-- Opening Marker --
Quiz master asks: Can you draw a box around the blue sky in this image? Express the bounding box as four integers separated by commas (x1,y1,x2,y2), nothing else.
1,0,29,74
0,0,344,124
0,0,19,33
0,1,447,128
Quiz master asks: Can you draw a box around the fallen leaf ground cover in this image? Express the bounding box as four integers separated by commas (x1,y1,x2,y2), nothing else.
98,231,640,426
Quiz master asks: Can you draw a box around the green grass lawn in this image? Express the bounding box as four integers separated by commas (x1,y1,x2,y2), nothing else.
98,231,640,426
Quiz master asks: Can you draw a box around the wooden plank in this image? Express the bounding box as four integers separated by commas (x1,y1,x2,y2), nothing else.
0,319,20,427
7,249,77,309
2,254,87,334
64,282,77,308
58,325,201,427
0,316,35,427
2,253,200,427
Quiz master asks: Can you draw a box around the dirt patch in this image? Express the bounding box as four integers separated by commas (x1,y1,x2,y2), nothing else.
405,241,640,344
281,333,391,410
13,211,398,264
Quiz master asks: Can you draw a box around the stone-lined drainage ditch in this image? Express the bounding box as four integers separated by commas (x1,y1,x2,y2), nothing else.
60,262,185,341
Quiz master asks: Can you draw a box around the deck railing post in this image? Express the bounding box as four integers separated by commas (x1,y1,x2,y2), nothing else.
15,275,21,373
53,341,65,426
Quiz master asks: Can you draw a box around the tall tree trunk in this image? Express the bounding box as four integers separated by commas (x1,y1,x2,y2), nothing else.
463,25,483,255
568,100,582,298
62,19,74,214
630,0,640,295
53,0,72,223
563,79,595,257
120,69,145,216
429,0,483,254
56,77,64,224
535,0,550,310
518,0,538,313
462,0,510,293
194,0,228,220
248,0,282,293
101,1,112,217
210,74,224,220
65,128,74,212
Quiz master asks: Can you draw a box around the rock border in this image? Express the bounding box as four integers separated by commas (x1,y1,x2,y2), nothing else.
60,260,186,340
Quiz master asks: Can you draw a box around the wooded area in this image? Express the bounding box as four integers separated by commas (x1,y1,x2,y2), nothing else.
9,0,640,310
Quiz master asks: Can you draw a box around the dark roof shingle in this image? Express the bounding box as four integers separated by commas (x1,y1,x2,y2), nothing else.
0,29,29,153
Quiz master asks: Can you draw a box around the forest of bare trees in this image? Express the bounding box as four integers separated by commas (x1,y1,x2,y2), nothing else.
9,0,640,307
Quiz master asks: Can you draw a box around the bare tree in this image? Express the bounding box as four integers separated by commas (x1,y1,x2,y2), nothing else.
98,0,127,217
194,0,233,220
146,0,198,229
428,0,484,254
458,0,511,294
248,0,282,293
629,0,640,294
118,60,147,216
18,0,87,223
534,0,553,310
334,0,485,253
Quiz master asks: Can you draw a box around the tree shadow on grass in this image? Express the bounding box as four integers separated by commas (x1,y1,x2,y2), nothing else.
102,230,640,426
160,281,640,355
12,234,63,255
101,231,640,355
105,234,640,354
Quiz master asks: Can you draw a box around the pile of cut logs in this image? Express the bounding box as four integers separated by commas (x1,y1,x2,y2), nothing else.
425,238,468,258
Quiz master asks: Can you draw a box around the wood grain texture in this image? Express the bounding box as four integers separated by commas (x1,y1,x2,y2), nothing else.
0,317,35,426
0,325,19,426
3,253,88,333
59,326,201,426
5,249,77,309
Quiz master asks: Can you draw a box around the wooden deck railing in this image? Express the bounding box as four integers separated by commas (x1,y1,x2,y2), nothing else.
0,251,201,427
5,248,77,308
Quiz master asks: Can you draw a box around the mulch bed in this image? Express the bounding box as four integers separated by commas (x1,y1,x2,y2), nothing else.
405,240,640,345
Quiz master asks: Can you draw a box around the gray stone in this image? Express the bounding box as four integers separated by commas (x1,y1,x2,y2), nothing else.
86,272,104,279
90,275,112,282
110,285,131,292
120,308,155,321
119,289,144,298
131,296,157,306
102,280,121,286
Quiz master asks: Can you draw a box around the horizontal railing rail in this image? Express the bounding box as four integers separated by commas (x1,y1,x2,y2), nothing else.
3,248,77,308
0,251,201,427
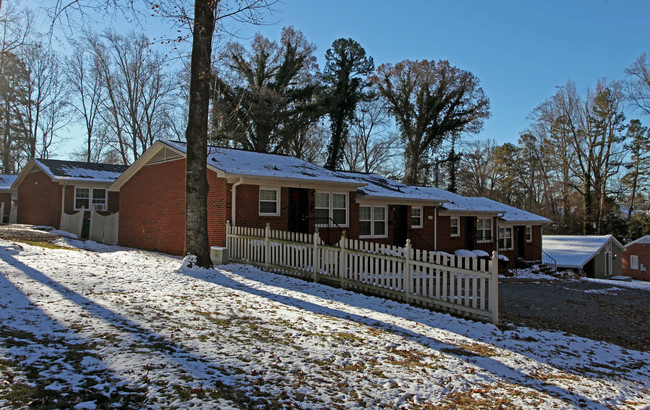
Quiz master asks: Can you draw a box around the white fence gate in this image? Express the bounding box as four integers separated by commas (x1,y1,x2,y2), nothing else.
226,223,499,324
59,208,119,244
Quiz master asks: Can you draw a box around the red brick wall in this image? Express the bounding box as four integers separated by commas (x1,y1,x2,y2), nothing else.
233,184,289,230
119,159,228,255
622,242,650,281
17,170,62,228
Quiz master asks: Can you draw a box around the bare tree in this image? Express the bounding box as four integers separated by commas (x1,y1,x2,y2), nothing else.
67,41,105,162
17,41,70,159
372,60,490,185
342,98,398,175
457,139,498,197
87,31,179,164
625,53,650,115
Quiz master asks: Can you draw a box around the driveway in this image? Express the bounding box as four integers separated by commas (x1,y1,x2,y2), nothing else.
499,279,649,351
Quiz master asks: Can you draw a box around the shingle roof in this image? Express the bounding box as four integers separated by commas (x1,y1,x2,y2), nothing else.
0,174,17,190
35,159,128,183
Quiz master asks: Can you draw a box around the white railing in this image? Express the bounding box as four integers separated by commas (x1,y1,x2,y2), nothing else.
226,223,499,324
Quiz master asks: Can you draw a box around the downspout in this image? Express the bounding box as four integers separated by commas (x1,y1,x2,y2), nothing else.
60,184,66,229
433,206,437,251
231,177,244,226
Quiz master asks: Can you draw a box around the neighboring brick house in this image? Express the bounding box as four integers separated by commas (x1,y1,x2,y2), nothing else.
622,235,650,281
11,158,127,229
0,174,17,223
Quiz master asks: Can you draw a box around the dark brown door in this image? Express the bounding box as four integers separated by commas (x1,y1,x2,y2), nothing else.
464,217,475,249
516,226,525,259
288,188,309,233
392,205,408,246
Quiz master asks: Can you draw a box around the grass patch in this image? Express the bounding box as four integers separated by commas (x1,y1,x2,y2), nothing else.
21,240,80,251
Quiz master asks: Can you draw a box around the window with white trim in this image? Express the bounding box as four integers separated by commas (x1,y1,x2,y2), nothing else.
315,192,348,227
360,205,387,238
499,226,513,250
259,188,280,216
411,207,422,228
74,187,107,211
476,218,492,242
631,255,639,270
450,217,459,237
526,225,532,242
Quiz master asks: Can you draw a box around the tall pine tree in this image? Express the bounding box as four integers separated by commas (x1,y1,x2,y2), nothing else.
323,38,374,170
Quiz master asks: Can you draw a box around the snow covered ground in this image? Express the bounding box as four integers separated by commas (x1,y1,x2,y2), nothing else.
1,235,649,408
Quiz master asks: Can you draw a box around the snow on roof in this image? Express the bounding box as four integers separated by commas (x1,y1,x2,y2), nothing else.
628,235,650,246
35,159,128,183
336,172,448,202
0,174,17,190
163,141,361,186
543,235,622,268
477,198,551,223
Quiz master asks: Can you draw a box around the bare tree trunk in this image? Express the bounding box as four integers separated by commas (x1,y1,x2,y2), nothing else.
184,0,216,267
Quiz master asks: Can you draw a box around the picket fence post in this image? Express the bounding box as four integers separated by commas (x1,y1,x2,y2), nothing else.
264,223,271,270
490,251,499,325
313,229,319,283
405,239,413,303
339,231,347,289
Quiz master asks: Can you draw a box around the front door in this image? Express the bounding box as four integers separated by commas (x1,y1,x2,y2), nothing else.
464,217,475,249
288,188,309,233
392,205,408,246
516,226,525,259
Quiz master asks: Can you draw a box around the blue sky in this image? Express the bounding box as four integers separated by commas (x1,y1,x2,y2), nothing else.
228,0,649,144
38,0,650,154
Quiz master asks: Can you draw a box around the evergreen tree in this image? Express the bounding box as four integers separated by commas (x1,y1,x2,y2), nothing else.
323,38,374,170
622,119,650,218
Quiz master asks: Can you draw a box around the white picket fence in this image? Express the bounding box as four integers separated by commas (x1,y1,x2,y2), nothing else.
226,223,499,324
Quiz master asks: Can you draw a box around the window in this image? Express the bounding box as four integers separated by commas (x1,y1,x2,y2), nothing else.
411,207,422,228
499,227,513,250
526,225,532,242
315,192,348,227
631,255,639,270
259,188,279,216
476,218,492,242
450,217,459,237
92,189,106,211
360,206,387,238
75,188,90,210
74,187,108,211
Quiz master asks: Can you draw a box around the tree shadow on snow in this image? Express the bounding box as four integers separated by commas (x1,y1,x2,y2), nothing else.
182,263,611,409
0,247,247,397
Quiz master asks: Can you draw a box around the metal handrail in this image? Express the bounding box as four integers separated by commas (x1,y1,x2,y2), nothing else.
307,217,344,245
407,228,436,252
529,241,557,272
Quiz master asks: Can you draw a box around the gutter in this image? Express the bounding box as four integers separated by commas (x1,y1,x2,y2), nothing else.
-- Closing Marker --
## WHAT YOU WILL DO
Output, exactly and with nothing else, the lines from the line containing "the window in" to the end of the entries.

## RESPONSE TO THE TASK
Quiz master asks: Can you draw a box around the window in this image? Express the bounding box as four integers separated by commas (x1,y1,x2,y2), nothing else.
411,207,422,228
499,227,513,250
526,225,532,242
315,192,348,227
631,255,639,270
259,188,279,216
476,218,492,242
450,217,459,237
92,189,106,211
360,206,387,238
75,188,90,210
74,187,108,211
Quiz master asks: Can you draw a box around the tree shadow on snow in this image? Express the bounding box as four integers separated by commas (x1,y1,x2,y2), nothing else.
182,263,611,409
0,247,247,397
Quiz master asks: Can you draw a box around the metal handrail in this image? Express the bounding box as four integers separated by commas (x1,y1,x2,y2), nothing else.
307,217,344,245
407,228,436,252
529,241,557,272
Quiz master asks: Can you draw a box around the gutter in this image? Express the bounding box as four integers separated by commas (x1,y1,x2,y2), nothing else.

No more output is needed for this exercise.